start Data for this task

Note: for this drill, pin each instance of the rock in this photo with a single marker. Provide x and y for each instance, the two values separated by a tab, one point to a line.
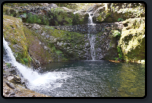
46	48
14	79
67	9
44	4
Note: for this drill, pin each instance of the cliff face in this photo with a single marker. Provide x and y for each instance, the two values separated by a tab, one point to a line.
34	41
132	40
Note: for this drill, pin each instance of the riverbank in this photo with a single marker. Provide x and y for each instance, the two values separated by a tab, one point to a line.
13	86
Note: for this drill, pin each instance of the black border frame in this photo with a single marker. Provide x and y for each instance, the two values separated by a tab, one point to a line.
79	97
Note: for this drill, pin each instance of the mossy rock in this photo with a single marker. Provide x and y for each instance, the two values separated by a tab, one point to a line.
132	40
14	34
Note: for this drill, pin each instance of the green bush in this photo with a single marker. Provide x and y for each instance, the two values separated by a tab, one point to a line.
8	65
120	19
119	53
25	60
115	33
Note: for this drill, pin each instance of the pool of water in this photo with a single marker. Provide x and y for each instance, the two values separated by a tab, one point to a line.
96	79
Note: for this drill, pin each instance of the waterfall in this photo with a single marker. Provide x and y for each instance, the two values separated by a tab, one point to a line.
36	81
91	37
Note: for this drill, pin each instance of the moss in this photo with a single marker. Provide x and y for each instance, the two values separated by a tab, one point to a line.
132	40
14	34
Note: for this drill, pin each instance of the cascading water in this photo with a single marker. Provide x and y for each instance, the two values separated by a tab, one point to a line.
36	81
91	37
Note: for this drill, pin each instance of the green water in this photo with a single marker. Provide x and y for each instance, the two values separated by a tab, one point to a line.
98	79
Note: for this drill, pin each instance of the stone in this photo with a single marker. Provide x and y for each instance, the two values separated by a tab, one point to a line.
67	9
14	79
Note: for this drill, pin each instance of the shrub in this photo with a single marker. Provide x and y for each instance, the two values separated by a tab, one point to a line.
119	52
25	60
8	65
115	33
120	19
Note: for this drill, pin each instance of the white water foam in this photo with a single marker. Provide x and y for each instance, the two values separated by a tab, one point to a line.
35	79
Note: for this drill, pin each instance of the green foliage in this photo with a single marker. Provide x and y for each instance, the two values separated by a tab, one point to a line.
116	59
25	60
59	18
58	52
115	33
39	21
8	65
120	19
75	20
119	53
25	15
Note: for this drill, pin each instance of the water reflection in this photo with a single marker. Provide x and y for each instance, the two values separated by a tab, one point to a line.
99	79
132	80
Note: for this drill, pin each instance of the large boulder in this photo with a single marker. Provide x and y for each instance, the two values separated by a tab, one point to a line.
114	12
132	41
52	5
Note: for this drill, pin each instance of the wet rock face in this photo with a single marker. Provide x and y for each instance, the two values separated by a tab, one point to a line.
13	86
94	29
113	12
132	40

end Data for this task

Objective => Copy the listing word for word, starting with the line that contains "Note: for this drill, pin each instance of the moss in" and going on through the last line of the listing.

Task solution =>
Note: for this drill, pin each instance of the moss in this photo with a single marker. Provide x and y for each instance, the two values separated by a tab, one point to a line.
132	40
14	34
Note: for this drill, pin each instance of the cascading water in this photo with a single marker. Provide x and y for each instance, the two values separated by a tab, one point to a line.
36	81
91	37
Note: for this drill, pin each instance of the green water in this photo with a single marker. Provide x and y for each instance, the two values separated by a tab, one point to a line.
98	79
Note: for this drill, pin each instance of the stone in this photo with a single marker. Provide x and y for each instance, the two values separated by a tab, one point to a line.
67	9
14	79
Note: for this drill, pin each instance of the shrub in this photo with a single marker. Provide x and y for each instance, the two values separated by a tab, one point to a line.
119	52
25	60
8	65
115	33
120	19
Note: for this drill, pin each instance of the white water foam in this photo with a single marker. Provide x and y for each instance, the two values separated by a tab, one point to a line.
35	79
Note: for this drill, pin each instance of the green foliage in this photo with a single marker. Provide x and y for each instance, the two values separated by a tab, one point to a line.
116	59
25	60
59	18
58	52
115	33
39	21
8	65
120	19
75	20
119	53
25	15
Note: for this drill, pin each instance of the water reflection in this photo with a single marker. Provide x and y for each instance, the two values separated by a tab, one point to a line.
99	79
132	80
Note: for this drill, pin each instance of the large boulder in this photo with a single marker. Provide x and y for each instance, the two values separated by a tab, one point to a line.
114	12
132	41
52	5
Note: for this drill, pin each instance of the wet rock face in this photo with a single marker. Provide x and y for each instance, the two values separated by a tab, one point to a line.
13	86
94	29
113	12
132	40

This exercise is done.